### TASK TO CARRY OUT
Reproduce the listing below, starting at the line that contains "Where can you see the footprint" and continuing through its final line, inclusive.
▼
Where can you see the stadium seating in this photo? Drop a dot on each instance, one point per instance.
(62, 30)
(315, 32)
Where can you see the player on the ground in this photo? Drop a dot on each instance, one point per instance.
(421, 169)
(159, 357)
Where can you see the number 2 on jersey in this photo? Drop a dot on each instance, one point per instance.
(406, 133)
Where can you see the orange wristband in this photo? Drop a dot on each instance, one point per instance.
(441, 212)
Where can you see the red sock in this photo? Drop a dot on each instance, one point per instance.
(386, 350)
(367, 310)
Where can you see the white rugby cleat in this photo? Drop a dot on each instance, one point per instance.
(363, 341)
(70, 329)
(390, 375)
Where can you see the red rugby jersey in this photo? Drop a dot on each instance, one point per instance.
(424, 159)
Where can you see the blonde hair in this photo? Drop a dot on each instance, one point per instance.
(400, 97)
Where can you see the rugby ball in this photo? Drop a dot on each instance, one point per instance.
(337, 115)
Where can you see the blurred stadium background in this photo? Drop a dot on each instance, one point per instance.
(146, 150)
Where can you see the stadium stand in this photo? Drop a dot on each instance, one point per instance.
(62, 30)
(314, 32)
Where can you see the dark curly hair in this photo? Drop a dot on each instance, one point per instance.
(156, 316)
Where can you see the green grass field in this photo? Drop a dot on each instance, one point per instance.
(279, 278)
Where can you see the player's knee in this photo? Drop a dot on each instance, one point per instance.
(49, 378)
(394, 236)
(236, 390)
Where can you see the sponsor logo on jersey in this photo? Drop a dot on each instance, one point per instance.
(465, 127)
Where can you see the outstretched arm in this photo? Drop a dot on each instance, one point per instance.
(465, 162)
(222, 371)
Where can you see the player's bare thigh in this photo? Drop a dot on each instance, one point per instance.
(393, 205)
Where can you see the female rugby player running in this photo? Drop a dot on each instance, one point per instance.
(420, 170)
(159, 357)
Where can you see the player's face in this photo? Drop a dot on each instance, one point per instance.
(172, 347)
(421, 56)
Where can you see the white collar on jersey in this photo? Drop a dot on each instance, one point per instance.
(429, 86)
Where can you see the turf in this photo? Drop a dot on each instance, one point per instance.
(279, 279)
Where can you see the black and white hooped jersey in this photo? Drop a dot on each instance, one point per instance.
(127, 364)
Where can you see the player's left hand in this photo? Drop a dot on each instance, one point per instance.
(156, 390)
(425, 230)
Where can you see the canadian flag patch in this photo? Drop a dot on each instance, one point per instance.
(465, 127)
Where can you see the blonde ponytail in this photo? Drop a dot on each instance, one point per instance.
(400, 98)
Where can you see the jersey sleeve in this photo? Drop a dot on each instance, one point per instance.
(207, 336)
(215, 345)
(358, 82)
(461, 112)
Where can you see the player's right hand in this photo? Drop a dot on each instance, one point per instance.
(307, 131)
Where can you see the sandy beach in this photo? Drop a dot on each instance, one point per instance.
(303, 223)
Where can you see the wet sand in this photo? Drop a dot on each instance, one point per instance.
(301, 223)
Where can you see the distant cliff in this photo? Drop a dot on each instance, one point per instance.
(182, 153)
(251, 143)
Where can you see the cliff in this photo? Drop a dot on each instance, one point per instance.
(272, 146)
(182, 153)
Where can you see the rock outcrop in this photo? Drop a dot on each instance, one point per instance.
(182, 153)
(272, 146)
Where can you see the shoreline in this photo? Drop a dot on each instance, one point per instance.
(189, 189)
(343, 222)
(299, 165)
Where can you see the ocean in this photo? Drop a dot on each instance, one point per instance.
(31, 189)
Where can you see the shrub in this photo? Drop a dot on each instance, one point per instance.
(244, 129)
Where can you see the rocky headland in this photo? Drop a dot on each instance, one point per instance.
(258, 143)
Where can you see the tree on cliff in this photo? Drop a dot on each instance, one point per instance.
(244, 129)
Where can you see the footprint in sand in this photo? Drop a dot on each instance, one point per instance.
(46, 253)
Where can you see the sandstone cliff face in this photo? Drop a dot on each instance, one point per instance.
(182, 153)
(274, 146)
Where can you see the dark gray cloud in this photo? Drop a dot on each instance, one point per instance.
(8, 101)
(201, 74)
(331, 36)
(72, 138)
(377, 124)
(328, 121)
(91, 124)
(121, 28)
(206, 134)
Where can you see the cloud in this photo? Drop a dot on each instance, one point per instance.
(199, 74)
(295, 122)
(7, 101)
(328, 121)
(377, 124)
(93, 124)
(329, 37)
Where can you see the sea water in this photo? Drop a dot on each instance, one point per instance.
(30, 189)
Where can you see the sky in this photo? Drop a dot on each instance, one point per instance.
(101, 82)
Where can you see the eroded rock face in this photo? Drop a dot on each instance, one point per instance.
▲
### ANSWER TO THIS TASK
Where can you see the footprint in sand in this photo? Drop a dot on each instance, one point per instance.
(46, 253)
Where can you see the sandstone cliff face in this photo? Drop a dot on each instance, one point per instance.
(182, 153)
(274, 146)
Where can you see the dark gray cloud in this photo? Drop a dot on each instance, one point per instance.
(8, 101)
(201, 74)
(331, 36)
(72, 138)
(377, 124)
(328, 121)
(91, 124)
(121, 28)
(206, 134)
Where can you see the cloud in this photo? Drop a dot on each instance, one point per instance.
(199, 74)
(295, 122)
(7, 101)
(328, 121)
(377, 124)
(93, 124)
(329, 37)
Where can you see the sea water in this photo? Drop a dot on each instance, one point per instance.
(30, 189)
Where can you see the sky in this photo? Drop a dot on each instance, one point per instance.
(101, 82)
Where can you see the eroded rock face in this photo? Drop a dot on each instance, one point per instance.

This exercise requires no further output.